◆ **Records to process**
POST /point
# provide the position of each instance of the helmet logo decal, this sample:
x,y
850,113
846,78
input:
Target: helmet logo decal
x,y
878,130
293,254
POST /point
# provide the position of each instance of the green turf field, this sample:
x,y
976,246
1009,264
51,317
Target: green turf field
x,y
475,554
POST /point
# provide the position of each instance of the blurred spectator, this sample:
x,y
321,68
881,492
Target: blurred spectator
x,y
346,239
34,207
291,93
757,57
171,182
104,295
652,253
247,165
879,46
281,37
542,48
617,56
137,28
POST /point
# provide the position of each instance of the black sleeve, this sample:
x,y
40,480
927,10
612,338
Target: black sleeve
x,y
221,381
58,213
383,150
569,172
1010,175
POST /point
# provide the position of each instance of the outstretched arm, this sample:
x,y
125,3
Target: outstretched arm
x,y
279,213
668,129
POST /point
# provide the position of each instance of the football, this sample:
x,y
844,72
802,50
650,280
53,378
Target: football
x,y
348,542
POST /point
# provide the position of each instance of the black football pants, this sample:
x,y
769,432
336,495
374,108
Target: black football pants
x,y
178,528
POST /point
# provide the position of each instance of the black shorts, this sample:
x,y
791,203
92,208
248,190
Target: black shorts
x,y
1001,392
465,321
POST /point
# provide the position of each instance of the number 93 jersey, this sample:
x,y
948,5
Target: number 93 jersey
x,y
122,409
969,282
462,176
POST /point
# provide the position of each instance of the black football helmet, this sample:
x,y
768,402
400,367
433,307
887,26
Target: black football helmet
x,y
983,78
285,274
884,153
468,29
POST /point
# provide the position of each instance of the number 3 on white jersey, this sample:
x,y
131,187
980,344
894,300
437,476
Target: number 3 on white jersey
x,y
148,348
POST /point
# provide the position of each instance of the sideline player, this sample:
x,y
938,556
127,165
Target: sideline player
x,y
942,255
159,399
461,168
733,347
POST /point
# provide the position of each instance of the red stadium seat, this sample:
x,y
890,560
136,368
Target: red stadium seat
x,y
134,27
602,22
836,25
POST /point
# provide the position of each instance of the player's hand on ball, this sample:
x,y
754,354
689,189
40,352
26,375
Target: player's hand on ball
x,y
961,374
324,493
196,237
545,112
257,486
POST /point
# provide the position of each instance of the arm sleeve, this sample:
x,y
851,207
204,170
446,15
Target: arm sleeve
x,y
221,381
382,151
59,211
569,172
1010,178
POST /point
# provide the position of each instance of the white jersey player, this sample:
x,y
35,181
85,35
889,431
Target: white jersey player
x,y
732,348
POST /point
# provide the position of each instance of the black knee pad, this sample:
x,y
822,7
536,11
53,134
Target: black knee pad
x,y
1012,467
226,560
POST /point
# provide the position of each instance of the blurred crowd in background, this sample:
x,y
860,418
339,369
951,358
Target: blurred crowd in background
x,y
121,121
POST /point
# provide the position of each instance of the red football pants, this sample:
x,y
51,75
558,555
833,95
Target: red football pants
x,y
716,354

◆ **Task statement**
Set down the data once more, exactly as shown above.

◆ **Written response**
POST /point
# provide the position of each instance of the helmet logo decal, this sample:
x,y
850,113
846,78
input:
Target: helmet logo decal
x,y
878,130
293,254
POST /point
# provide the position of each instance of the green turf field, this sample:
x,y
976,246
1009,264
51,317
Target: green turf field
x,y
475,554
POST /point
# provide the position of each instance of the blurred spectator, this sample:
x,y
321,68
881,492
Target: blurred spectator
x,y
346,239
34,207
291,93
757,57
171,182
104,295
652,253
247,165
879,46
281,37
542,48
617,56
137,28
POST /point
# provide the position of each instance of the black sleeve, this sample:
x,y
40,480
927,10
612,338
Target: black sleeve
x,y
221,381
58,213
383,150
569,172
1010,175
POST /point
# provide the position of each instance of the outstretched arm, this sample:
x,y
125,3
Target: outstretched arm
x,y
279,213
668,129
POST /point
# provide the position of each instance of the football, this sample:
x,y
844,72
802,50
650,280
53,378
Target: football
x,y
348,542
POST /point
# provide the position of each instance of the black football pants, this sample:
x,y
769,432
336,495
374,108
Target: black football pants
x,y
178,528
POST /point
# provide the position of each instance of the black shorts, this sample:
x,y
791,203
92,208
248,190
Target: black shorts
x,y
1001,392
465,321
POST /point
# provide the position of each instance of the number 93 jersey, this sample:
x,y
948,5
Target: number 93 jersey
x,y
122,409
969,282
462,176
POST /point
# provide the position of each instance of the black football helmet, this sample:
x,y
768,402
400,367
433,307
887,26
Target: black football helmet
x,y
983,78
285,274
884,153
468,29
POST /point
# provide the position of each instance of the number 3 on white jersey, this sample:
x,y
131,187
980,344
894,300
437,476
Target: number 3 on white jersey
x,y
148,348
POST /point
# provide the position of each instance of the sideline player, this sample:
x,y
938,556
127,165
Target: sideline player
x,y
942,255
159,399
461,168
733,347
POST /point
# provide the position of each instance of the red stadium seat, this sample:
x,y
890,560
136,368
Target: red stadium seat
x,y
134,27
602,22
836,25
POST /point
# provide the position of each instance of the player's hand on ball, this sample:
x,y
754,354
689,189
40,352
26,375
Target: player's hand on ball
x,y
961,374
324,493
196,237
545,112
257,486
POST /point
# provide the position of each instance of the arm sleeve, this sample:
x,y
851,207
204,170
446,15
Target: arm sleeve
x,y
221,381
382,151
59,211
569,172
1010,178
POST /point
# provide the position of each instance of the white jersey player, this sample:
x,y
35,181
85,35
889,431
Target: white jersey player
x,y
732,348
POST /point
# provide the position of each instance of the black knee pad, this sample:
x,y
822,7
536,11
53,134
Target: black knee pad
x,y
1012,467
226,560
POST /point
# provide the position of each instance of the blurred crowd in background, this sample:
x,y
860,418
339,369
951,358
Target: blurred crowd in background
x,y
121,121
POST /point
# provide the position of each instance of the red football pants, this sample:
x,y
51,75
558,555
833,95
Target: red football pants
x,y
716,354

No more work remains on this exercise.